## Required work
**1.** Answer these questions about the cylinder-and-track problem:
(a) What is the mass of the block that has the track cut in it?
(b) What does the cylinder do when the thread is burnt?
(c) According to Answer 1, what is conserved for the cylinder-block system?
**2.** Copy the passage of the cylinder-and-track problem that begins at the words "A semi-circular track" and stops after "does not slip.", substituting "string" for "thread".

## Excerpted text
========================

Question

A semi-circular track of radius $R=62.5cm$ is cut in a block. Mass of block, having track, is $M=1kg$ and rests over a smooth horizontal floor. A cylinder of radius $r=10cm$ and mass $m=0.5kg$ is hanging by a thread such that axes of cylinder and track are in same level and surface of cylinder is in contact with the track as shown in figure.
When the thread is burnt, cylinder starts to move down the track. Sufficient friction exists between surface of cylinder and track, so that cylinder does not slip.
Calculate velocity of axis of cylinder (in m/s) when it reaches bottom of the track. ($g=10{ms}^{-2}$).

Answer 1

Momentum of the cylinder-block system is conserved.

$m{v}_1+M{v}_2=0$

$v_1$ is the velocity of cylinder, $v_2$ is the velocity of block.

========================

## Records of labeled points
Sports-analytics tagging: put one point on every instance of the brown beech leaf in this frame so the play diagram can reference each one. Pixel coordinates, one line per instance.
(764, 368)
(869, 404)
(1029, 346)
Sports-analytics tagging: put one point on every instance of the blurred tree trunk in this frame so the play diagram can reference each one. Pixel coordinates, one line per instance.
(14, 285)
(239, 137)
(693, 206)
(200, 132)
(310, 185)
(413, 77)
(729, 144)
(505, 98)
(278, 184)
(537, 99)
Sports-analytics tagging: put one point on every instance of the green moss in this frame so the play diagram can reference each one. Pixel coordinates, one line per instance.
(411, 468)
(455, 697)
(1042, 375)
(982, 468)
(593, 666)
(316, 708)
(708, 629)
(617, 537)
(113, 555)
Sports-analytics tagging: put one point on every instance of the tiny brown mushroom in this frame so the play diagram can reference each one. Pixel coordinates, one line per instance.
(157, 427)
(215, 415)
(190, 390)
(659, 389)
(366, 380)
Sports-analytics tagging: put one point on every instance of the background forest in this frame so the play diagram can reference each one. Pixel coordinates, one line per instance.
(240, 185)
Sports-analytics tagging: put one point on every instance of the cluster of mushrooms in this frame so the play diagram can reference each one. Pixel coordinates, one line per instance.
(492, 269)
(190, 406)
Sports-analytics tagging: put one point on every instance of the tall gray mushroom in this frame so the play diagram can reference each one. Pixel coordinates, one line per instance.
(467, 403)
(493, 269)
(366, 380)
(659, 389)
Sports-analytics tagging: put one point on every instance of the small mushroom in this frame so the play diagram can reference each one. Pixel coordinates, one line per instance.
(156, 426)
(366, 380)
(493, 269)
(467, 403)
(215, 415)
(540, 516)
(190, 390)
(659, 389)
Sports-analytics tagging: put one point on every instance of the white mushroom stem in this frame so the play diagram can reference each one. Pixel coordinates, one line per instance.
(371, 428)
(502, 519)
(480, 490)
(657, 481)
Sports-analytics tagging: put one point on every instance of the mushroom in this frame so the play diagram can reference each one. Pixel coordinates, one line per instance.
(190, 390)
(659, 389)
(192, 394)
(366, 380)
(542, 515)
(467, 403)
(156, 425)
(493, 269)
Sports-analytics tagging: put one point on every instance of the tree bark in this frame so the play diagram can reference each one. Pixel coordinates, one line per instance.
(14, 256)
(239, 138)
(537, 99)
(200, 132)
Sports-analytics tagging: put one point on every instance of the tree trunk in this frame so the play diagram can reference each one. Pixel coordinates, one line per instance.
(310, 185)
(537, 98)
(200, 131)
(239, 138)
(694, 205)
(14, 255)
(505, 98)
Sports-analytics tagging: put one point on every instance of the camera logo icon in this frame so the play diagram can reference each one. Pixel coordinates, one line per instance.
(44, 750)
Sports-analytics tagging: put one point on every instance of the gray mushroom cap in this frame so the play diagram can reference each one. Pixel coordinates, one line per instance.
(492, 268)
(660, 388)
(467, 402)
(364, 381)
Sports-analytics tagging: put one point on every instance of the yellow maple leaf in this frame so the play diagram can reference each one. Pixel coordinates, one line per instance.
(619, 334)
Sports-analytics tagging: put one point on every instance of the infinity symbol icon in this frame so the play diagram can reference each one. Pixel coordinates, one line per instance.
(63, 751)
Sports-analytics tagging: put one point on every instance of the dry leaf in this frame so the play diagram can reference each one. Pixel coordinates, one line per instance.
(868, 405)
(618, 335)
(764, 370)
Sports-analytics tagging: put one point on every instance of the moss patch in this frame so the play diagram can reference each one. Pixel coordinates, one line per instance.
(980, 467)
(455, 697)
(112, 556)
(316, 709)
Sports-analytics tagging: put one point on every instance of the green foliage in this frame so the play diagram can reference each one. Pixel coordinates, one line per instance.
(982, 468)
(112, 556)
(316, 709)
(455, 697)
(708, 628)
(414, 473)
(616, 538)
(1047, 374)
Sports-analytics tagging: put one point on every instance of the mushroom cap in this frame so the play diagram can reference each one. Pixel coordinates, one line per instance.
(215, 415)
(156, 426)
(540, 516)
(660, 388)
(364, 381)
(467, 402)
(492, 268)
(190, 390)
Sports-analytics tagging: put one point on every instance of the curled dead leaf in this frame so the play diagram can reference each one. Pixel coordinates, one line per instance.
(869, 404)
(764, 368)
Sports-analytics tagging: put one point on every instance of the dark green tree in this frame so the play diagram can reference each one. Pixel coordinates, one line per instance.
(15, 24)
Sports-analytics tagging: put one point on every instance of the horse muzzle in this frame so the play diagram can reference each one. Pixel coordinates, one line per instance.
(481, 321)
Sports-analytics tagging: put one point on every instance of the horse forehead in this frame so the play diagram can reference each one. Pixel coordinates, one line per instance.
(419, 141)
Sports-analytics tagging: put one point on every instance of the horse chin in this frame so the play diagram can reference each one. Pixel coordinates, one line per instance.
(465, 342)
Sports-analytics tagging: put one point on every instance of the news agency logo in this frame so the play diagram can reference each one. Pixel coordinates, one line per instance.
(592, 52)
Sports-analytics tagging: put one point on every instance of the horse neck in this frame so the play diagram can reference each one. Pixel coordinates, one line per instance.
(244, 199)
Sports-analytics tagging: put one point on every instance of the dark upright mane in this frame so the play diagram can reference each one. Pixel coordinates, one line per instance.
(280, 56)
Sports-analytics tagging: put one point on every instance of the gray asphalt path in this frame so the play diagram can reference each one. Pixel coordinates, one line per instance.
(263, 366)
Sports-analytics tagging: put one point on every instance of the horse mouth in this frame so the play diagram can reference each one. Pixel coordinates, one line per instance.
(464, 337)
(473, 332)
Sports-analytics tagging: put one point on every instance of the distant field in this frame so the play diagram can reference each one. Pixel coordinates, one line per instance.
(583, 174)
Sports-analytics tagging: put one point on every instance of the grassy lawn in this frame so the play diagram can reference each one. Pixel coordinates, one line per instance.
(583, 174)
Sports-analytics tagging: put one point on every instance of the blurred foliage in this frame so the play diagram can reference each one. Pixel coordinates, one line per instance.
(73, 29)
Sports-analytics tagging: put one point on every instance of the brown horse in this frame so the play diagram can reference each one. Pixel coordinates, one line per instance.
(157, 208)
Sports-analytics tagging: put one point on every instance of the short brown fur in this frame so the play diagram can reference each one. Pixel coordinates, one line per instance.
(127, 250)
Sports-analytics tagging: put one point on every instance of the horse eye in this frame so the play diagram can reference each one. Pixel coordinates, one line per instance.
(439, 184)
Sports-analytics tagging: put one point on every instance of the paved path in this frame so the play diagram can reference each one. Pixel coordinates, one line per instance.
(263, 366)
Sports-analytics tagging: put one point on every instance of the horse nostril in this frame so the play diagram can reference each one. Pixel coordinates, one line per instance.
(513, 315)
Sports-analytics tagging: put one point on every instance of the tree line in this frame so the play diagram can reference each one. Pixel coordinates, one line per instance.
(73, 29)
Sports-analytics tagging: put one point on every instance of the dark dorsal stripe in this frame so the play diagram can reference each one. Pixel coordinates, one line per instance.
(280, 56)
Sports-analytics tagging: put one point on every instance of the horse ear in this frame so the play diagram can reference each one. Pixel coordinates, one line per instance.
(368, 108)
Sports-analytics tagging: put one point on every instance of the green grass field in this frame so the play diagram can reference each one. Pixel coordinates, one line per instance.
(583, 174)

========================

## Answers for this exercise
**1.**
(a) The block's mass is 1 kg.
(b) It starts to move down the track.
(c) The momentum of the cylinder-block system is conserved.

**2.**
A semi-circular track of radius $R=62.5cm$ is cut in a block. Mass of block, having track, is $M=1kg$ and rests over a smooth horizontal floor. A cylinder of radius $r=10cm$ and mass $m=0.5kg$ is hanging by a string such that axes of cylinder and track are in same level and surface of cylinder is in contact with the track as shown in figure.
When the string is burnt, cylinder starts to move down the track. Sufficient friction exists between surface of cylinder and track, so that cylinder does not slip.